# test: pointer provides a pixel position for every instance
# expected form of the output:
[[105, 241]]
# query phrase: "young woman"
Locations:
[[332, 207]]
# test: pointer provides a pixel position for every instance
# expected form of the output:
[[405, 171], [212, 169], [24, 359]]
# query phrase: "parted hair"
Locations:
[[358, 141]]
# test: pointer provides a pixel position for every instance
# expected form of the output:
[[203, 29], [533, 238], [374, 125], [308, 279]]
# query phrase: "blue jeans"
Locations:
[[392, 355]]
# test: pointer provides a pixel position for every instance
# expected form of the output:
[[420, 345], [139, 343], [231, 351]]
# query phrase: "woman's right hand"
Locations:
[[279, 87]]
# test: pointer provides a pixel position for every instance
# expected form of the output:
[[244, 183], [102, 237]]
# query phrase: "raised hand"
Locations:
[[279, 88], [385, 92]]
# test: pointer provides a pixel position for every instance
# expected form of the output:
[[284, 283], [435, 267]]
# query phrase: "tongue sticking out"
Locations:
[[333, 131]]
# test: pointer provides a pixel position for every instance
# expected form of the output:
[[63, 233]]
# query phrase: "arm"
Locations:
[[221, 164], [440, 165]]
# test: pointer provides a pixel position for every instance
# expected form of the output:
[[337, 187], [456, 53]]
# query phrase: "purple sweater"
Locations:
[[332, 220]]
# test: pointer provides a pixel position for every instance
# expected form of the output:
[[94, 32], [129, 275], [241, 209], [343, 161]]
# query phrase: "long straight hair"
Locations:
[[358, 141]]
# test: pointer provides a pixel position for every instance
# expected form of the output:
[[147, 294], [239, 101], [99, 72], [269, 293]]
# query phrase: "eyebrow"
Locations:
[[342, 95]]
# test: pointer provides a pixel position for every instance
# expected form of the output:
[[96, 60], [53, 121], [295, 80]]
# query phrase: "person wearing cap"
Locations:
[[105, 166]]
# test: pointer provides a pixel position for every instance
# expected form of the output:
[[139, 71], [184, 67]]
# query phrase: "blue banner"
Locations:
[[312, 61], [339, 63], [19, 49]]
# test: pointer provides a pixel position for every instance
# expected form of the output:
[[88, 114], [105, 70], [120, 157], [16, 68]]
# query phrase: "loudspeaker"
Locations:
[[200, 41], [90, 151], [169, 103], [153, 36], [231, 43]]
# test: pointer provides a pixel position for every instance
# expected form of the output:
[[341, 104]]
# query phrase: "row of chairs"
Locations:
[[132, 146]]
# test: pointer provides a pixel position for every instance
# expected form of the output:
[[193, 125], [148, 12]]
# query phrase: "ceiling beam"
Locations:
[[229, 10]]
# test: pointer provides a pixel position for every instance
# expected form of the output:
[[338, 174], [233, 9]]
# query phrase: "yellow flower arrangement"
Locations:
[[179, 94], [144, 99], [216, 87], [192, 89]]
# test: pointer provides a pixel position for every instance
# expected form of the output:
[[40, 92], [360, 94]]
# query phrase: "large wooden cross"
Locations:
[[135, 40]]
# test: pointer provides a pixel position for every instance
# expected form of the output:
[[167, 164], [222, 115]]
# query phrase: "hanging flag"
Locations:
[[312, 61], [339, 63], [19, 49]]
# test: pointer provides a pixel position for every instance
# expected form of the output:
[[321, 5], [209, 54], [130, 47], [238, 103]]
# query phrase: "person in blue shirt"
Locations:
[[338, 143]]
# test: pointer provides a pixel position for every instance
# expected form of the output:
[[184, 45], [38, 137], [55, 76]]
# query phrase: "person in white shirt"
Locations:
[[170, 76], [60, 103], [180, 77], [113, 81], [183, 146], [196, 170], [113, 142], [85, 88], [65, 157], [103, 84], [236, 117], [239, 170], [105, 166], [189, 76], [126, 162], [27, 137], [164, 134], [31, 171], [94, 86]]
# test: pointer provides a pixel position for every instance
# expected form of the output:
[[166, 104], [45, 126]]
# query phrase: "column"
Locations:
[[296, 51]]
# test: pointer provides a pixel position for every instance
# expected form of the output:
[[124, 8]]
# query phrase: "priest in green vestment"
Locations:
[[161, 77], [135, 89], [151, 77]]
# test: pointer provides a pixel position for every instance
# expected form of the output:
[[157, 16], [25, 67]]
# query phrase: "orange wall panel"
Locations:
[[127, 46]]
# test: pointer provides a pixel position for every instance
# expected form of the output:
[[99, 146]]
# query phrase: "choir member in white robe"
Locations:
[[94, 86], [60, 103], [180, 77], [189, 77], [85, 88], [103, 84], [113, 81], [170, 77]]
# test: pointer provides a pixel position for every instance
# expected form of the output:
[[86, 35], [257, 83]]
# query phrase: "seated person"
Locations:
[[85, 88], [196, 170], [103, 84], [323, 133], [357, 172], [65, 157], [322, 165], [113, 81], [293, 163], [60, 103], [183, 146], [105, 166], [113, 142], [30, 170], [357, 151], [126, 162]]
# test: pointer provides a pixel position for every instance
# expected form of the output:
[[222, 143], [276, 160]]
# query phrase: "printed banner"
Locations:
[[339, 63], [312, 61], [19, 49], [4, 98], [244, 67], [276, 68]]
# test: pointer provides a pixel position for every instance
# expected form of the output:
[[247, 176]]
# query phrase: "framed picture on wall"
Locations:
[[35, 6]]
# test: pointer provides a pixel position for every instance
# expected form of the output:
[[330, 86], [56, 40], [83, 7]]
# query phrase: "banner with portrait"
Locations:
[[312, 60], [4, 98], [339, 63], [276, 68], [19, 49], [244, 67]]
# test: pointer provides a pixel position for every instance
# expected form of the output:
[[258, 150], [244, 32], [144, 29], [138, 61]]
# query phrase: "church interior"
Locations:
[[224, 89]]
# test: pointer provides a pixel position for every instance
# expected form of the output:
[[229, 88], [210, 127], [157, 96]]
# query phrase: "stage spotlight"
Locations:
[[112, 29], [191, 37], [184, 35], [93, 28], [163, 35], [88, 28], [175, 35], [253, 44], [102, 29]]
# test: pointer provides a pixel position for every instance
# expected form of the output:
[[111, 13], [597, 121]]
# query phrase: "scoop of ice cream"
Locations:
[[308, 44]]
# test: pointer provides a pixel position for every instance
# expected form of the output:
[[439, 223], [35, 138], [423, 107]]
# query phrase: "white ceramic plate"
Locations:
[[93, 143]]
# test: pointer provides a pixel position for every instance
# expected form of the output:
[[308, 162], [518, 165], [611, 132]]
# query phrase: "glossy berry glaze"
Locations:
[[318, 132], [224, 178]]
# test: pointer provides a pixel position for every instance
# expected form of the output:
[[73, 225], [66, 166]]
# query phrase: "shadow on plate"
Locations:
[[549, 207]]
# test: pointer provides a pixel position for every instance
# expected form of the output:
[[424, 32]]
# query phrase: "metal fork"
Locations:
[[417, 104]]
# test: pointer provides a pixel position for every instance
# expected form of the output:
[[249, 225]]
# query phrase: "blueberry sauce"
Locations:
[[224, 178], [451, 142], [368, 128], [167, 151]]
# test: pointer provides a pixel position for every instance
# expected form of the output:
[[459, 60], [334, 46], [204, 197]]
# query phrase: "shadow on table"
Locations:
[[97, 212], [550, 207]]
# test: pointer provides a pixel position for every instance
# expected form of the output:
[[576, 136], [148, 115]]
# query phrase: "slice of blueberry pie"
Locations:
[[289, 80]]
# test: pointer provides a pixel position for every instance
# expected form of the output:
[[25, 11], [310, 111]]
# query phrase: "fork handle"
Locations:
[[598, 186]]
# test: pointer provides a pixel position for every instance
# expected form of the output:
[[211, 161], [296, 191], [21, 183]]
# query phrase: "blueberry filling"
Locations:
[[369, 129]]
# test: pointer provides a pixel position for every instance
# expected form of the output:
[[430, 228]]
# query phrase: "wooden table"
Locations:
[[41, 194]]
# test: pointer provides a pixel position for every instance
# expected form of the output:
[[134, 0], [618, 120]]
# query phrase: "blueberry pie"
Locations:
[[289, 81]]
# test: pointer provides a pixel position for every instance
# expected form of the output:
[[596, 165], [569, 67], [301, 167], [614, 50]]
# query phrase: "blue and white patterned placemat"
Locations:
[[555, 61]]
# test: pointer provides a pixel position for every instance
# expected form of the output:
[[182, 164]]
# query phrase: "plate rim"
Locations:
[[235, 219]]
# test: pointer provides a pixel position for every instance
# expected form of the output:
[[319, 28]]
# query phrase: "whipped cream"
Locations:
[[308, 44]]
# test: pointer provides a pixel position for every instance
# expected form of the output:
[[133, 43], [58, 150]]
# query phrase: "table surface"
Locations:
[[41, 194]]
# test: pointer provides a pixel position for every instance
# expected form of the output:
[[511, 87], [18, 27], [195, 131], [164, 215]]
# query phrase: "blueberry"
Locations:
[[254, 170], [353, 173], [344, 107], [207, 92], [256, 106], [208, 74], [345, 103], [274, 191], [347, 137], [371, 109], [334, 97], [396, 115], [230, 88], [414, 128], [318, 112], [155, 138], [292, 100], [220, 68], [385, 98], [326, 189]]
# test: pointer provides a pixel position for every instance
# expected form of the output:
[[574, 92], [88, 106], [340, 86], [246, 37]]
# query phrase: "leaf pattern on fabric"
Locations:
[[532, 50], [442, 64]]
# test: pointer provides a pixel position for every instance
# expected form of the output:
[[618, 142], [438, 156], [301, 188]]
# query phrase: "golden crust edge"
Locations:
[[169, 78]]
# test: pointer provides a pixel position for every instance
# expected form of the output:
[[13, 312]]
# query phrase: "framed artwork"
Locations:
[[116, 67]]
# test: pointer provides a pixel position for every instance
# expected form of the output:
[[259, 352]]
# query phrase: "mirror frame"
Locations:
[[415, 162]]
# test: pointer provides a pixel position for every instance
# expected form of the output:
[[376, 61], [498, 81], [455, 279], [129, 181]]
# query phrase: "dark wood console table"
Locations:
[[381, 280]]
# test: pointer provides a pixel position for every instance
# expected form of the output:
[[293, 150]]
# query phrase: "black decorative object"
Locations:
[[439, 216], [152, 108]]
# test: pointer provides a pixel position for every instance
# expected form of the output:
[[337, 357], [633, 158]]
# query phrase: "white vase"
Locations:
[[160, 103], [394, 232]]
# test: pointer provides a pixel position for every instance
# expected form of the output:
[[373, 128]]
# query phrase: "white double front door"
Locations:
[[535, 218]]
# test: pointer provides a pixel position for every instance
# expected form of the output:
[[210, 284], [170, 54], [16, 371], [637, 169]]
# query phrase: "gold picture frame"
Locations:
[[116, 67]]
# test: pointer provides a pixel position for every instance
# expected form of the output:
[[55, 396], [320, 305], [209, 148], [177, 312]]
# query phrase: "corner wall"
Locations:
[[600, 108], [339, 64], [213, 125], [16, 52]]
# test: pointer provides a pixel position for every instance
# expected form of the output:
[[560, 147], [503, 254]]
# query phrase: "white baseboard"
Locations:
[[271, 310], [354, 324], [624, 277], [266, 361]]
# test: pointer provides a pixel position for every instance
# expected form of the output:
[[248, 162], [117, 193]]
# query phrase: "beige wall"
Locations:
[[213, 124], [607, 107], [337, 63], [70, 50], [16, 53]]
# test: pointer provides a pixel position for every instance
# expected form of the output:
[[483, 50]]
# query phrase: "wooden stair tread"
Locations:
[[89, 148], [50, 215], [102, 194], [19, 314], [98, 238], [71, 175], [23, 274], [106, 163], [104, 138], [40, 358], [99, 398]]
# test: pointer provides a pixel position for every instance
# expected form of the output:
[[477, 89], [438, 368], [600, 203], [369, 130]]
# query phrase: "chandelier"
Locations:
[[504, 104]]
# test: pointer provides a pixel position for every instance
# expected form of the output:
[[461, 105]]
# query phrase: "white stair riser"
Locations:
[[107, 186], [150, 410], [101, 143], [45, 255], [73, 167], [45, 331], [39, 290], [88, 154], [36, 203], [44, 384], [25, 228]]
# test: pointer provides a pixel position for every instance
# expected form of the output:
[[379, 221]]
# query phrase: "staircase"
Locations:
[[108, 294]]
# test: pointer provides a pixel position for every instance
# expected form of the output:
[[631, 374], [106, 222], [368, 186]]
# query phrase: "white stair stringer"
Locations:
━━━━━━━━━━━━━━━━
State how many lines of the records contain the string "fork", with case counting, and give only the number.

# Written solution
2